-- PAGE EXTRACT --
#####

The rejection under 35 U.S.C. 101 has been maintained.
Applicant specifically argues that the claims integrate any alleged abstract idea into a practical application, and are therefore not directed to an abstract idea and that the claims recite significantly more than the alleged abstract idea.
In response, Examiner respectfully disagrees. The claims do not integrate the abstract idea into a practical application, and do not include additional elements that provide an inventive concept (are sufficient to amount to significantly more than the abstract idea). (Digitech Image Tech., LLC v. Electronics for Imaging, Inc. (Fed. Cir. 2014)). This judicial exception is not integrated into a practical application. In particular, the claim only recites additional elements of the one or more processors; and one or more memories storing processor-executable instructions that, when executed by the one or more processors, cause the one or more processors to perform operations, one or more processors of an intermediary computing system, one or more non-transitory computer readable media storing processor-executable instructions that, when executed by one or more processors, cause the one or more processors to perform operations, electronic data, and machine learning, a trained machine learning classification model; artificial intelligence model, and transmitting to a payor computing system remote from the intermediary computing system. The elements in each of these independent claims are recited at a high-level of generality (i.e., the one or more processors; and one or more memories storing processor-executable instructions that, when executed by the one or more processors, cause the one or more processors to perform operations, one or more processors of an intermediary computing system, one or more non-transitory computer readable media storing processor-executable instructions that, when executed by one or more processors, cause the one or more processors to perform operations, electronic data, and machine learning, a trained machine learning classification model; artificial intelligence model, and transmitting to a payor computing system remote from the intermediary computing system), such that the claims are directed to utilizing general purpose computer components (Application Specification [0028], [0029], [0054]). As such, the limitations amount to no more than adding the words “apply it” (or an equivalent) with the judicial exception, or mere instructions to implement an abstract idea on a computer, or merely uses a computer as a tool to perform an abstract idea. See MPEP 2106.05(f).

#####

-- RECORD EXTRACTS --
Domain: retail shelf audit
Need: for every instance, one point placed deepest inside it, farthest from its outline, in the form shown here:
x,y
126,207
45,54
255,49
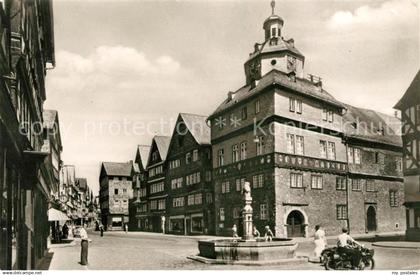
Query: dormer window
x,y
273,32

#####

-- QUESTIONS --
- a) Which section of the MPEP does the patent rejection text cite?
- b) Extend the patent rejection text from where it stops.
None of the lines are needed for this work.

-- LIST OF ANSWERS --
- a) MPEP 2106.05(f).

- b)
As a result, there are no meaningful limitations in the claim that transform the exception into a patent eligible application such that the claim amounts to significantly more than the exception itself, and the claims are properly rejected under 35 U.S.C. 101 as being directed to non-statutory subject matter. Thus, the claims do not recite additional limitations that integrate the exception into a Practical Application.
The problem the present invention faces, is the abstract idea of obtaining preauthorization for recommended medical procedures and generating claims faster, efficiently and effectively, not an improvement to computer technology. The present invention makes the preauthorization and claim generation (the abstract idea) faster and more efficient, not the computer. This is not a technical solution to a technical problem. It is further respectfully submitted that the present Specification lists a plurality of ML models ([0054]), not as ones invented or improved by Applicant, but as ones available at the time the invention was filed, with which to apply the abstract idea. Further, paragraphs [0028] and [0029] of the Specification make clear that these processes where previously done manually. The inclusion of the additional elements, beyond the manual processes, recited at a high level, simply help to automate a process that was previously done manually, but not as evidence that such additional elements were improved. Finally, please see MPEP 2106.05(a) “Improvements to the Functioning of a Computer or To Any Other Technology or Technical Field” section I. IMPROVEMENTS TO COMPUTER FUNCTIONALITY, which provides examples that the courts have indicated may not be sufficient to show an improvement in computer-functionality: “iii. Mere automation of manual processes, such as using a generic computer to process an application for financing a purchase, Credit Acceptance Corp. v. Westlake Services, 859 F.3d 1044, 1055, 123 USPQ2d 1100, 1108-09 (Fed. Cir. 2017)”.
Accordingly, it does not amount to significantly more, and the application of the abstract idea is therefore not eligible.
In response Applicant's arguments with respect to the 35 USC § 103, the 35 U.S.C. 103 rejections of claims 1-2, 6-11, 15-26 rejected under as being unpatentable over US Patent 10446266 – Daniel et al. hereinafter as DANIEL in view of US PG Pubs 20170329910 – Selwanes et al. hereinafter as SELWANES in further view of US 20220012815 A1 -Kearney et al. hereinafter KEARNEY is hereby withdrawn pursuant to the amendments filed on July 10, 2025.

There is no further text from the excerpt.